- _What is being asked_:
Please copy the passage of the discussion on speech and responsibility from "So with responsibility." to "kind of punishment.", word for word.

start Provided text

Others have already responded to this, but I think their general point, that this doesn’t actually clarify anything, is correct.

The point I’m trying to make is that it’s not just black and white. If you take all possible instances of “I said something, and then at least somewhat motivated by what I said, someone else did something violent and evil”, you won’t be able to confidently and clearly draw a nice bright line with “accountable” on one side and “not accountable” on the other, and never the twain shall meet.

I agree there are cases where clearly the speaker is NOT accountable. I agree there are cases where clearly the speaker IS accountable. But I also think there’s a big gradient in between. Sure there’s a line that is drawn legally, but that’s because legally there has to be a line. But saying that the legal definition of fighting words neatly and clearly divides all such situations into ethical and unethical is just as silly as arguing that not only is it illegal to take a photo of a 17-year-old-plus-364-days but legal to take a photo of an 18-year-old, that there’s actually a massive ethical difference between the two.

First, I’ve shown that your feelings of responsibility seem to be coming from another direction (other than speech).

The point I’m trying to make is that you’re making it more complicated that it really is and in the process come to a position that actually encourages more violence.

It IS black and white for the most part. Except in cases where there is an incitement to violence, the speaker is NOT responsible for any ensuing violence that comes out of the reaction to his speech. You assume too readily that people do not have even an iota of self-control to NOT be violent whenever presented with speech that they disagree with. For the most part, people have been more ready to think this of a not insignificant number of Muslims because they have behaved so appallingly in recent times. I want to stop this and lay the responsibility squarely on these barbarians as we all do for ANY OTHER GROUP OF PEOPLE in the world.

This is all good stuff…and thank you for citing it. Yet it still leaves me perplexed.

What if I’ve got an iron-clad ego, and don’t care for blame or praise?

This goes to another issue entirely, namely, the independent “reality” of ideas. In the good old American west, if someone called you a coward, well, you just had to get up and walk over to him and hit him. Code of the west.

But what about those of us who don’t care? Zeke says, “Yer a coward,” and I says, “I don’t pay much attention to what you think.”

Much of the discussion has involved the concept of “fighting words.” Well, what if I’m just not moved enough to fight? “Yer papa’s a n----- and yer mama’s a k------.” “Oh, you knew my parents? They never bothered to speak of you at all.”

So with responsibility. “This is your responsibility.” “Okay, let it be so. Now, move aside, would you, you’re blocking my view.”

What if one is philosophically devoid of this kind of idealism (or is it realism? I can never remember!) – the idea that words have a kind of intrinsic reality, and that being held to blame is, itself, a kind of punishment.

Obviously, all of these ruminations fail entirely when the blame is accompanied by concrete physical penalties. If I get pelted with mudballs every time I walk down the street, because, well, that’s what you do to cowards out here in Coltville, then the punishment is very real. But think, instead, of an environment like this, a discussion forum where words and only words are hurled.

I accept responsibility for this highjack… What are the consequences?

That sounds entirely reasonable. Ultimately, I guess it leads to the re-invention of a criminal code.

“If a man seeketh to park his oxcart, and another man quickly occupieth the place before he can do so, the aggrieved man may let the air out of the other man’s ox.” Tom Weller.

end Provided text
start Excerpted data

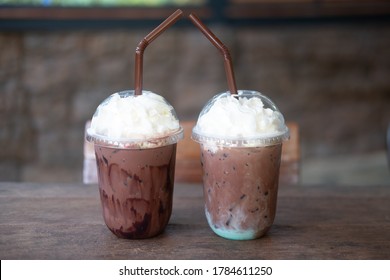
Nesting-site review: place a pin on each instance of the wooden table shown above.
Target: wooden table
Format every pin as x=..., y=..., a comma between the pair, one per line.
x=64, y=221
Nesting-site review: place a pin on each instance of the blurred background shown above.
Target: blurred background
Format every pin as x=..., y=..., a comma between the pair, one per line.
x=326, y=64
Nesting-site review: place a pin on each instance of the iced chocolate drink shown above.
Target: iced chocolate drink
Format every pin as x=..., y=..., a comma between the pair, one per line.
x=241, y=140
x=135, y=145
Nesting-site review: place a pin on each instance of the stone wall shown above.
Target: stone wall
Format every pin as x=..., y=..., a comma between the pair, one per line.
x=332, y=78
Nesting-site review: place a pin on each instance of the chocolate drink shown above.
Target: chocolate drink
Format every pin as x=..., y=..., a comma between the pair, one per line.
x=240, y=189
x=136, y=188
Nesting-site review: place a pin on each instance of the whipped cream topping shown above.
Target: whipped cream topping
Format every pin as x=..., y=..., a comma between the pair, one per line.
x=124, y=116
x=241, y=117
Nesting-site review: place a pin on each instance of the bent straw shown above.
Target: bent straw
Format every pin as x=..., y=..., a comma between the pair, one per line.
x=139, y=52
x=222, y=48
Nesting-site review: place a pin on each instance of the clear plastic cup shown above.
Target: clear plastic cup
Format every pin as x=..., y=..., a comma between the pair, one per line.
x=240, y=172
x=135, y=175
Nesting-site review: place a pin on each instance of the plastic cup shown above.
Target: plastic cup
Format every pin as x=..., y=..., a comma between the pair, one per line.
x=136, y=177
x=240, y=174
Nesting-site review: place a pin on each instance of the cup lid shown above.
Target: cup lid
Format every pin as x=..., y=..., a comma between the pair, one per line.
x=128, y=121
x=245, y=119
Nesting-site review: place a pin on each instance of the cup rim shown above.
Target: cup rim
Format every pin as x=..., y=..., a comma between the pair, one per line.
x=136, y=143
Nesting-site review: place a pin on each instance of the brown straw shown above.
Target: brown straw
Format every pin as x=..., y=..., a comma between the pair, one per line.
x=139, y=52
x=222, y=48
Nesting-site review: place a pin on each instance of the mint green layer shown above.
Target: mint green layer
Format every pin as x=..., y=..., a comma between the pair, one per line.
x=230, y=233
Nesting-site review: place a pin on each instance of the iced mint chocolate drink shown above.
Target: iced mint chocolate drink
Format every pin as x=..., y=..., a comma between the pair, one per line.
x=135, y=140
x=241, y=139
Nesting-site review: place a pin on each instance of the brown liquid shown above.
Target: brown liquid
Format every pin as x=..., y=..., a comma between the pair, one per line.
x=240, y=189
x=136, y=188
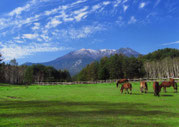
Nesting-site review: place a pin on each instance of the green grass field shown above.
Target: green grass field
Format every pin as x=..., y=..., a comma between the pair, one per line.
x=86, y=106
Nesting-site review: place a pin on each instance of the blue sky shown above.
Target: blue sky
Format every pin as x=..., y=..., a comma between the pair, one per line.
x=42, y=30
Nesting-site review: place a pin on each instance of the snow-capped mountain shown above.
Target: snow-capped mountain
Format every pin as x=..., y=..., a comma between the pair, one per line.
x=75, y=61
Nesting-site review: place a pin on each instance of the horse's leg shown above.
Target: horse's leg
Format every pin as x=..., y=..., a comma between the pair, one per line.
x=141, y=89
x=127, y=91
x=164, y=89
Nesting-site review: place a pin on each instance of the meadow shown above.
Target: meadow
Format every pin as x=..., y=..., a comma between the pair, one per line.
x=94, y=105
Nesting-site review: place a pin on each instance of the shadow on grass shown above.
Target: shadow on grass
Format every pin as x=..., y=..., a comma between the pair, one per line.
x=83, y=113
x=165, y=95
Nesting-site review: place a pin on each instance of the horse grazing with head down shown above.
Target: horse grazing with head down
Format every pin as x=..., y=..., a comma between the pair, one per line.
x=170, y=83
x=126, y=86
x=143, y=87
x=156, y=88
x=121, y=81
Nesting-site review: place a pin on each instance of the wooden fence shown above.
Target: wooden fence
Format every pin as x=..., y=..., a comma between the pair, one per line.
x=102, y=81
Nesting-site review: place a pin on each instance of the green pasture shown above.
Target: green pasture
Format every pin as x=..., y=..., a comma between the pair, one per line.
x=95, y=105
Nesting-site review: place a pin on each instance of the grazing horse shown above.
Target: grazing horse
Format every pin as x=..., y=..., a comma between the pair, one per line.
x=143, y=87
x=121, y=81
x=126, y=86
x=169, y=84
x=156, y=88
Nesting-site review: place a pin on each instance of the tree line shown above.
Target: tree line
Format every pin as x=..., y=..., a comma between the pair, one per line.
x=114, y=67
x=14, y=74
x=163, y=63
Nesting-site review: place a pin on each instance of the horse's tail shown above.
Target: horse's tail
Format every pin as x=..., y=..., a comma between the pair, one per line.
x=176, y=86
x=146, y=86
x=117, y=84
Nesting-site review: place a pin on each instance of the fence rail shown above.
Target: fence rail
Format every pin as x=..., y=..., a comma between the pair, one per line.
x=102, y=81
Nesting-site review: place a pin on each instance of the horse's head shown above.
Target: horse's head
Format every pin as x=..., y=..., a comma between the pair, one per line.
x=121, y=90
x=175, y=86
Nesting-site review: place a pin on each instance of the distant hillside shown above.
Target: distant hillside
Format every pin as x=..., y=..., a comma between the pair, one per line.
x=161, y=54
x=75, y=61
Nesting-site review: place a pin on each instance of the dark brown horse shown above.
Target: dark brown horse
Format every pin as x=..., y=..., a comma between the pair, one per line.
x=143, y=87
x=126, y=86
x=121, y=81
x=156, y=88
x=170, y=83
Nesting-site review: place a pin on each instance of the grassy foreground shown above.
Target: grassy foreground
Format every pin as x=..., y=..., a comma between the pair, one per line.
x=86, y=106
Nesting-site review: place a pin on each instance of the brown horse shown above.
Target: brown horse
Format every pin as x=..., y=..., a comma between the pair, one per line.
x=156, y=88
x=126, y=86
x=170, y=83
x=143, y=87
x=121, y=81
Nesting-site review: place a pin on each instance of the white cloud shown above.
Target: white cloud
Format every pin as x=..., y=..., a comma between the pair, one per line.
x=12, y=51
x=19, y=10
x=171, y=43
x=53, y=23
x=30, y=36
x=36, y=26
x=96, y=7
x=124, y=1
x=132, y=20
x=125, y=7
x=116, y=3
x=156, y=3
x=106, y=2
x=142, y=5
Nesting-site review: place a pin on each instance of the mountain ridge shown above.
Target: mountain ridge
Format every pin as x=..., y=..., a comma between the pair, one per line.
x=75, y=61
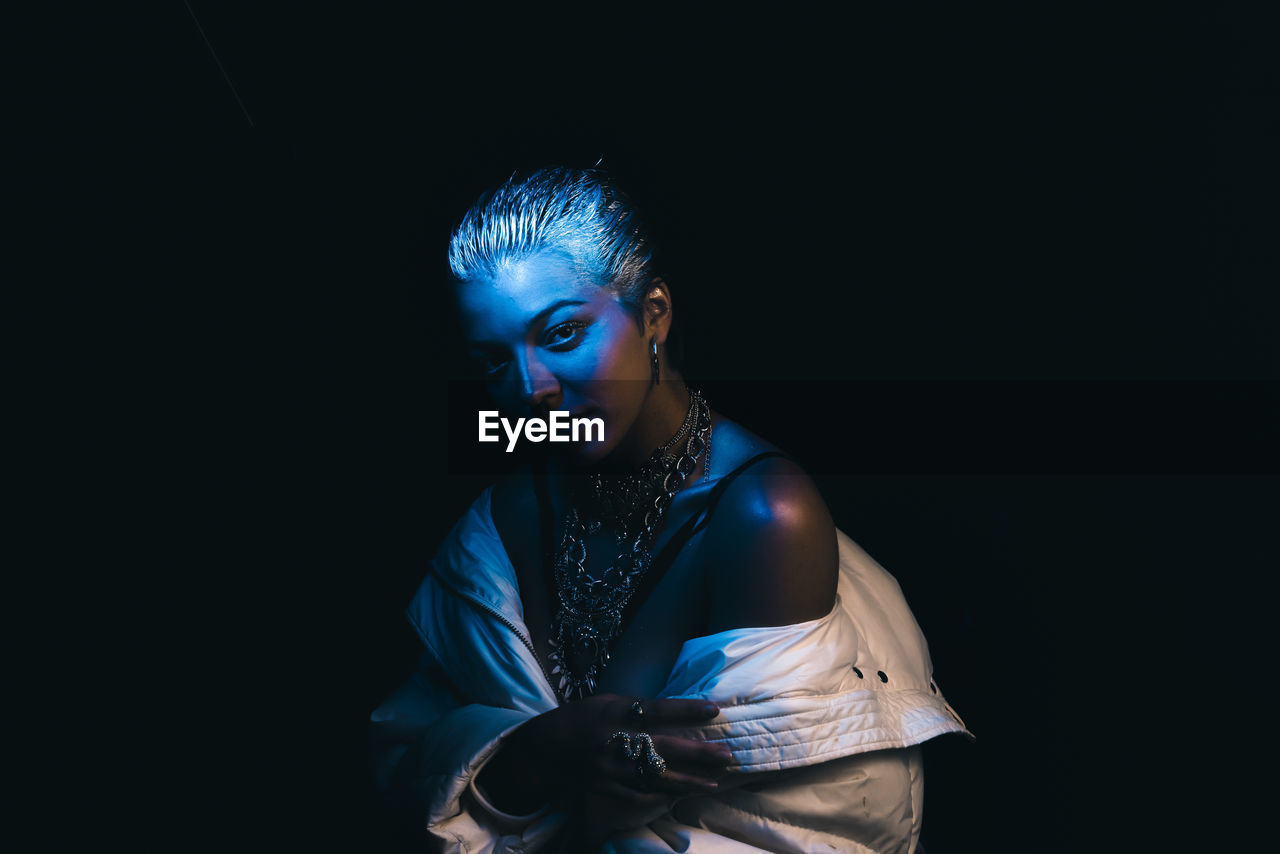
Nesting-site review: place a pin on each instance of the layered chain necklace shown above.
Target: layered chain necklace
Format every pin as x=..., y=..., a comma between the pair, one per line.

end Excerpted data

- _Written reply_:
So with responsibility. “This is your responsibility.” “Okay, let it be so. Now, move aside, would you, you’re blocking my view.”

What if one is philosophically devoid of this kind of idealism (or is it realism? I can never remember!) – the idea that words have a kind of intrinsic reality, and that being held to blame is, itself, a kind of punishment.